(Items from a data source)
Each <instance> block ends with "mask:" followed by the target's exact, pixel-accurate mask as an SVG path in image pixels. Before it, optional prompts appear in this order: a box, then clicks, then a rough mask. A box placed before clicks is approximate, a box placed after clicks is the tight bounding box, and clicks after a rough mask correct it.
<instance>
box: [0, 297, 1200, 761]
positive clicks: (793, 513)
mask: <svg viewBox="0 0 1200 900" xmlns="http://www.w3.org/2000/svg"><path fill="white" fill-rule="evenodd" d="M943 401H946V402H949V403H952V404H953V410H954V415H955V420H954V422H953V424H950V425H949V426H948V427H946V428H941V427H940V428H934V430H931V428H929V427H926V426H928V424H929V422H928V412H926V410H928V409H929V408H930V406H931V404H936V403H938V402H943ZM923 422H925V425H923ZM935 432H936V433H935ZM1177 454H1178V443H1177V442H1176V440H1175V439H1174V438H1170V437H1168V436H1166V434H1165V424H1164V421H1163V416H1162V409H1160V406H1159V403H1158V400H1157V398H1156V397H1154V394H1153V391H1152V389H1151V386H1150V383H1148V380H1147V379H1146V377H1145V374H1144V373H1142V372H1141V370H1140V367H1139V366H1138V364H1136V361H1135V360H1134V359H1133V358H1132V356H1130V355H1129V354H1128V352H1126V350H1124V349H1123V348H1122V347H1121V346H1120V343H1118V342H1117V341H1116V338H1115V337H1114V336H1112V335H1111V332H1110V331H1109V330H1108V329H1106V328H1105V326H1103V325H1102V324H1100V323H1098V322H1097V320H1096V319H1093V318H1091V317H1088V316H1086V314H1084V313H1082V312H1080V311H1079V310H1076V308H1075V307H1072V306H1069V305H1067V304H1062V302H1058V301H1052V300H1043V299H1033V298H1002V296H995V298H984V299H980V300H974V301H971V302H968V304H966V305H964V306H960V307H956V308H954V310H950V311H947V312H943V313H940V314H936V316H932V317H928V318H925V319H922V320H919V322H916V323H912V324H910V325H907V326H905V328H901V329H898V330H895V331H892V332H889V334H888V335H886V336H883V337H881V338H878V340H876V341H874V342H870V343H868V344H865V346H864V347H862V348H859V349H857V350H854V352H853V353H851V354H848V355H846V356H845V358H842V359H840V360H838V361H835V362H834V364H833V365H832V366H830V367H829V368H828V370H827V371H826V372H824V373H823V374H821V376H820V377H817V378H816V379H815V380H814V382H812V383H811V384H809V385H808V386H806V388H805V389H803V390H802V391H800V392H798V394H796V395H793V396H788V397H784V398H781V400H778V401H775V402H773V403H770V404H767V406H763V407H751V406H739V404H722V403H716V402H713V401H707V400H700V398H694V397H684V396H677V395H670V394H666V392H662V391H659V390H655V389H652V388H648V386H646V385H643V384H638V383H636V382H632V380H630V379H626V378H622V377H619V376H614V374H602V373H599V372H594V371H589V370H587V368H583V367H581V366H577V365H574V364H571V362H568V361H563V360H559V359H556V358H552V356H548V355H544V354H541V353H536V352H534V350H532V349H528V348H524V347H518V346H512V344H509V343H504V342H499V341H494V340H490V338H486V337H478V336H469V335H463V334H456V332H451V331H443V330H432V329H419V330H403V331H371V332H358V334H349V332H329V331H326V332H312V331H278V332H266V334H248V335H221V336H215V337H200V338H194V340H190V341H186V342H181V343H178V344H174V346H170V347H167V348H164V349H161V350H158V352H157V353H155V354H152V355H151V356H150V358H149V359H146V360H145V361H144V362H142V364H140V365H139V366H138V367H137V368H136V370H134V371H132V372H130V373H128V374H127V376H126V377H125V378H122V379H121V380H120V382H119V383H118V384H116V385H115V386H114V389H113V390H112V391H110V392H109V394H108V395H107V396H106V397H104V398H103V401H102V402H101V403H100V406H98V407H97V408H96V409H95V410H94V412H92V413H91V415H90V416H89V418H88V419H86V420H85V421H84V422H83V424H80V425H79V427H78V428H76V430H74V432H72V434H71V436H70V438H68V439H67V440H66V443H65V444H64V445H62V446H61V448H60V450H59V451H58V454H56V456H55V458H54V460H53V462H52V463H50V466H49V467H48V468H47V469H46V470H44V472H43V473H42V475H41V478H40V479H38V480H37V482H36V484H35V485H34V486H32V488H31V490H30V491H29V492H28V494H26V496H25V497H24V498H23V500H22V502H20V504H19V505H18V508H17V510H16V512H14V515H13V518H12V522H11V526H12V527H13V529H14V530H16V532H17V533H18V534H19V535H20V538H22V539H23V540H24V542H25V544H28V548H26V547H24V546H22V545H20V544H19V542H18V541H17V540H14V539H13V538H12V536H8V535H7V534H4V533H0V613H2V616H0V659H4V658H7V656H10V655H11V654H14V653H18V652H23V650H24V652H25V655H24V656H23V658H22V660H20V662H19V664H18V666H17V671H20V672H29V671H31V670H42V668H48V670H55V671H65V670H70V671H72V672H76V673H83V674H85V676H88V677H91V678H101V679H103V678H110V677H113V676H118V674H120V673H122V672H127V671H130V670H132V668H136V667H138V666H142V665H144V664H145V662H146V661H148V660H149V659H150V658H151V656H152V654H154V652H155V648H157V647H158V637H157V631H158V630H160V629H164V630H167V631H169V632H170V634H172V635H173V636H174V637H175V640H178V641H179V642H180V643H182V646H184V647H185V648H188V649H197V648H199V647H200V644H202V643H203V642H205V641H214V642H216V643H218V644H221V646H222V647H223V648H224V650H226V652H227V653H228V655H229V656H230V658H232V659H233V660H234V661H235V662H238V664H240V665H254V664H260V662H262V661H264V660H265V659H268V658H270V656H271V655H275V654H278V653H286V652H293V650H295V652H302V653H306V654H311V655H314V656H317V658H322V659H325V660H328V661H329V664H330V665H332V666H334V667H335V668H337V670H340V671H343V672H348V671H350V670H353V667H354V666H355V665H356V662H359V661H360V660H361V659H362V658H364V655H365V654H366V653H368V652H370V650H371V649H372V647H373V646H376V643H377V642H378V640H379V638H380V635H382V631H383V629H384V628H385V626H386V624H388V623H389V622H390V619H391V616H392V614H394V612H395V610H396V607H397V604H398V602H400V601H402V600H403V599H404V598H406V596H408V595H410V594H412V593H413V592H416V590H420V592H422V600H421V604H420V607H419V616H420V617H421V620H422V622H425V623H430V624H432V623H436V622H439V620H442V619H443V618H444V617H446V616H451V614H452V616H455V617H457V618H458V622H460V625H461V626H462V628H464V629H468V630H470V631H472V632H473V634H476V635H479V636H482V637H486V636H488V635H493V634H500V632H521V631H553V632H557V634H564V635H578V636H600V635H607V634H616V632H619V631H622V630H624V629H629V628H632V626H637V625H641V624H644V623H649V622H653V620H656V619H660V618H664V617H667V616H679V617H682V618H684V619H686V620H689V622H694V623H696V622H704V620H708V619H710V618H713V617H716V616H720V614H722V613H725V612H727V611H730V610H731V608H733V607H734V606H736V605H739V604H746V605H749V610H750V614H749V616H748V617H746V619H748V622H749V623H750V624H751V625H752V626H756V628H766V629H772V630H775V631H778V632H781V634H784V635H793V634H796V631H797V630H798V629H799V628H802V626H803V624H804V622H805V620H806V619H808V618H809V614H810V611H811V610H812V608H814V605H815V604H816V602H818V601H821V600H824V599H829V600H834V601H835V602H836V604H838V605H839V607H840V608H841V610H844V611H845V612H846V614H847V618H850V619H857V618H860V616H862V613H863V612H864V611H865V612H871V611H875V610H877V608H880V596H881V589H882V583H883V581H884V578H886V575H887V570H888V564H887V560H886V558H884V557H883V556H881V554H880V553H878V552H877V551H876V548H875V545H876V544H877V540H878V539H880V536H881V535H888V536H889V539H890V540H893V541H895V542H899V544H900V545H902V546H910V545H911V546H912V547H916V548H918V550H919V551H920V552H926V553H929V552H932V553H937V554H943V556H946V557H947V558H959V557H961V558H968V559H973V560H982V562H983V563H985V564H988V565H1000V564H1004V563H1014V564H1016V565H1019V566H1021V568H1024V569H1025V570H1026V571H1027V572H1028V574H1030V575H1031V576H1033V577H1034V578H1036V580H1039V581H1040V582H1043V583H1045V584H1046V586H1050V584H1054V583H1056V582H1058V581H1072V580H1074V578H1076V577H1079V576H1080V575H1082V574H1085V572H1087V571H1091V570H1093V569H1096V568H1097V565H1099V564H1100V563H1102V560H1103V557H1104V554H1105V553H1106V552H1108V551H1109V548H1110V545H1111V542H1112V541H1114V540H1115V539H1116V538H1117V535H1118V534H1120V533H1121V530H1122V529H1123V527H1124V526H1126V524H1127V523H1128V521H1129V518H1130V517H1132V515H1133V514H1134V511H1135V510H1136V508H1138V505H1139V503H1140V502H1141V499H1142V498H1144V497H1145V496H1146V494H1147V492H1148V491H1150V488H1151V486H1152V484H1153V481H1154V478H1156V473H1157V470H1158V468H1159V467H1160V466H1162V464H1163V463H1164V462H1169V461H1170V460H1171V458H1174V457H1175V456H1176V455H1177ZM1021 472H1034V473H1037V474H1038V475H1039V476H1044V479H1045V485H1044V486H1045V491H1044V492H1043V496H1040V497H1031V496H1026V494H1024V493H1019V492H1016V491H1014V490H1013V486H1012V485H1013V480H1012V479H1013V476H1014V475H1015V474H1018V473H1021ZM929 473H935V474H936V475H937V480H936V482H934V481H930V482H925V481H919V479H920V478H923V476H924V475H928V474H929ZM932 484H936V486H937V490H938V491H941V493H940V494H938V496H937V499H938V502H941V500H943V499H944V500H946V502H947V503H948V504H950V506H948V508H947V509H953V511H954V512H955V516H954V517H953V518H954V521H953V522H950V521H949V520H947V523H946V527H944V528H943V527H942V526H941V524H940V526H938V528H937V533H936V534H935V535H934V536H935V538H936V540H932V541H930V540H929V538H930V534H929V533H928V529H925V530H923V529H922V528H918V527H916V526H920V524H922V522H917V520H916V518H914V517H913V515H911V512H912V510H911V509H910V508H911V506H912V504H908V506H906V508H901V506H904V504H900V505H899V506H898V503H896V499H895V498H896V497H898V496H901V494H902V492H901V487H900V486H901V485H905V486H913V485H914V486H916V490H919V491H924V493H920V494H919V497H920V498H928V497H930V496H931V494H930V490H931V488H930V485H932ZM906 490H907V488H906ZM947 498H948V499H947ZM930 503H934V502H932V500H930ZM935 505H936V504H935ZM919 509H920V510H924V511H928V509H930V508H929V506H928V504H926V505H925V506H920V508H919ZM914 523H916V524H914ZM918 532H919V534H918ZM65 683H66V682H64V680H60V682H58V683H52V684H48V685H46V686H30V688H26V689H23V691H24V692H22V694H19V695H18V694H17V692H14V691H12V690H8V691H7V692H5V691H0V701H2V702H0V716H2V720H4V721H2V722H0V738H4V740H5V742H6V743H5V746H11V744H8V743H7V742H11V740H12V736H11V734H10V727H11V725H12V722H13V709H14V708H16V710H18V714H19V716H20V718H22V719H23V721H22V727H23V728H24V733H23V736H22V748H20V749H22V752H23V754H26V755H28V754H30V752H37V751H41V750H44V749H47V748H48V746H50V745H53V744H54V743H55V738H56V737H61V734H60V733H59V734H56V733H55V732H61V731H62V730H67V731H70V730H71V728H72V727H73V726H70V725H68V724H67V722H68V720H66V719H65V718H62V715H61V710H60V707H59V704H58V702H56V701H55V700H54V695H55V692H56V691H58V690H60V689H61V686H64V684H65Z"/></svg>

ACTIVITY >> In the entries above, which lines hold the word "clicks"? Copy them out.

RESPONSE >>
Each <instance> block ends with "mask:" followed by the target's exact, pixel-accurate mask as an SVG path in image pixels. Before it, optional prompts appear in this order: a box, then clicks, then a rough mask. A box placed before clicks is approximate, a box placed after clicks is the tight bounding box, and clicks after a rough mask correct it.
positive clicks: (793, 513)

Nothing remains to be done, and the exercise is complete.